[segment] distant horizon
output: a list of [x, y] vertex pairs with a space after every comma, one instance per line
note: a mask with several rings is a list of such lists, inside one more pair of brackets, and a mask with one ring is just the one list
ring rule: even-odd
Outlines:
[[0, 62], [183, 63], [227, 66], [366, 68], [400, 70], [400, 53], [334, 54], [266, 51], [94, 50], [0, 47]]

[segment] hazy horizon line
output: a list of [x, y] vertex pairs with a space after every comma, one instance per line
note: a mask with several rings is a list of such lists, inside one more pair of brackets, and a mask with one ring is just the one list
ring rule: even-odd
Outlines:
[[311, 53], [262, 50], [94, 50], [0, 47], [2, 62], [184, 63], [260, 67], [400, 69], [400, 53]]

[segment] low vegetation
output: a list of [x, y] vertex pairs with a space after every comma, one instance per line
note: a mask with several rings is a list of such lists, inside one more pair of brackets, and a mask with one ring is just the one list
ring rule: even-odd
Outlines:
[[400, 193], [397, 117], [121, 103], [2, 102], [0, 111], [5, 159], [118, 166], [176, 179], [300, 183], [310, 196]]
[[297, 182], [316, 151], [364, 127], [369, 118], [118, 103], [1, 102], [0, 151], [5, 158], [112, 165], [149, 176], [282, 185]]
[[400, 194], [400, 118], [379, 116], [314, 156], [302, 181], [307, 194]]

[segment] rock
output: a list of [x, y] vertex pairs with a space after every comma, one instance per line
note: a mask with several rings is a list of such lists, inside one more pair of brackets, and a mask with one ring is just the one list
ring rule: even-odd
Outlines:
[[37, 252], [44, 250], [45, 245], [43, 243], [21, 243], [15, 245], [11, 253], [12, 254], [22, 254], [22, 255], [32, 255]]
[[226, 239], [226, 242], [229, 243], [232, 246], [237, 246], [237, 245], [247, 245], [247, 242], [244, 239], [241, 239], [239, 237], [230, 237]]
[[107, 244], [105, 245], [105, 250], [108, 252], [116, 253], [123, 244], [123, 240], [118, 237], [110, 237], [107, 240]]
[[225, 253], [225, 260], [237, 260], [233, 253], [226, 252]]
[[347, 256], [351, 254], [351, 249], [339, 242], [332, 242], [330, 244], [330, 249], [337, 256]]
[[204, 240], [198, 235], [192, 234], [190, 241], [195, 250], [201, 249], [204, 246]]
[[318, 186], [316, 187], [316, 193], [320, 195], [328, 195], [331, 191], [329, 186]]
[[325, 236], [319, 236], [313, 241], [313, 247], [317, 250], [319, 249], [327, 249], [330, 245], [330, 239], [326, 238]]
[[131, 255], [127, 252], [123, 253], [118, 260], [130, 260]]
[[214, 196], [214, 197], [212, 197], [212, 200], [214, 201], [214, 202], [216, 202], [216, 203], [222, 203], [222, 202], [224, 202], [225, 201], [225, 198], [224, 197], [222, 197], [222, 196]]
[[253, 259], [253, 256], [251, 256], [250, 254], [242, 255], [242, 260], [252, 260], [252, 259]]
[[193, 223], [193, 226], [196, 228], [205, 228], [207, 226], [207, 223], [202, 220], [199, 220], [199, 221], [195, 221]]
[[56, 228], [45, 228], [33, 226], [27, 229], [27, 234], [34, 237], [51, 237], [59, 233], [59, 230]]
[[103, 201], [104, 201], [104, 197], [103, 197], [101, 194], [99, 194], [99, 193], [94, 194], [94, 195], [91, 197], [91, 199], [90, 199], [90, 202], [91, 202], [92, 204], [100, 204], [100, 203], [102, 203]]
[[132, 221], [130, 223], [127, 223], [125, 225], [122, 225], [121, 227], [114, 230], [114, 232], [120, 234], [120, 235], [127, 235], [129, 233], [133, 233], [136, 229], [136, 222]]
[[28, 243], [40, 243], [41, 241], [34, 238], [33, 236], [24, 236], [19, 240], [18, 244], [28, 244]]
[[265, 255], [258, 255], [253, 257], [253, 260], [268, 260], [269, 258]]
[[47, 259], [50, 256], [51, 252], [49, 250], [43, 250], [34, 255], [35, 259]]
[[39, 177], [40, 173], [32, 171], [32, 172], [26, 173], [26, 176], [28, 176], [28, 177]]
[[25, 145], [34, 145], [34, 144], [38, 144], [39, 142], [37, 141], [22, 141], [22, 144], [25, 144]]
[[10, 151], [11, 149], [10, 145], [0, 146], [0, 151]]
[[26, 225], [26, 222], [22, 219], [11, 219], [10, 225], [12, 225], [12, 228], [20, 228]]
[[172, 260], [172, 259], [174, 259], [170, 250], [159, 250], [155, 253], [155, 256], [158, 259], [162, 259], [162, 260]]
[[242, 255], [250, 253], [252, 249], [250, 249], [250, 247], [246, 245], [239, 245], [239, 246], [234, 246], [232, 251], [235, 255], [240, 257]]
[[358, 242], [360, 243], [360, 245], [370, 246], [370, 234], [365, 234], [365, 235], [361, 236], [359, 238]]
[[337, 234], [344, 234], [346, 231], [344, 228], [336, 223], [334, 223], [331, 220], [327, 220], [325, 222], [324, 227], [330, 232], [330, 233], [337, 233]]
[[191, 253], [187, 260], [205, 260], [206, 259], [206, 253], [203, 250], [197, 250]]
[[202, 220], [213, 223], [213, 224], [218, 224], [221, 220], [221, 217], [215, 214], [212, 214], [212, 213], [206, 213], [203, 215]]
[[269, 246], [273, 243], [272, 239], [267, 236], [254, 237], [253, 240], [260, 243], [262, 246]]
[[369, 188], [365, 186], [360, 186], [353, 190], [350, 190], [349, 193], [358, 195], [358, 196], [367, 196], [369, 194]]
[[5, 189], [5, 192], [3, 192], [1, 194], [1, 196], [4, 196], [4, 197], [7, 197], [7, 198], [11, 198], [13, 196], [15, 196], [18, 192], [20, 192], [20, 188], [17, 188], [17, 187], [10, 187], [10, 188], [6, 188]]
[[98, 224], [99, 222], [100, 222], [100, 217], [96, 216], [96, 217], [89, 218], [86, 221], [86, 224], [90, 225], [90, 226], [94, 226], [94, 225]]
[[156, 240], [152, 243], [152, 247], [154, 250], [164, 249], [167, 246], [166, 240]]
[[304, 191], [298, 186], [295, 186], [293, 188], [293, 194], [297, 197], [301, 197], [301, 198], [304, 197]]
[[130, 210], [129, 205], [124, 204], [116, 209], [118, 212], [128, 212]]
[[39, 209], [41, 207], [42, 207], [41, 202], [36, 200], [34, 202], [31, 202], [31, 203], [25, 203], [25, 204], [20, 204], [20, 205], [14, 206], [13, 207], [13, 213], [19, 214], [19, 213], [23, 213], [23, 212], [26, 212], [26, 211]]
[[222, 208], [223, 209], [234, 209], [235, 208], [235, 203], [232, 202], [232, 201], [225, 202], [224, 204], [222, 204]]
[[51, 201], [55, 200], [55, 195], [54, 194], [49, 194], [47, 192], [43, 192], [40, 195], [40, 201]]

::::::

• **PROBLEM TO WORK ON**
Each line in which the string "horizon" is found must be copied from the data.

• **RESPONSE BOX**
[segment] distant horizon
[segment] hazy horizon line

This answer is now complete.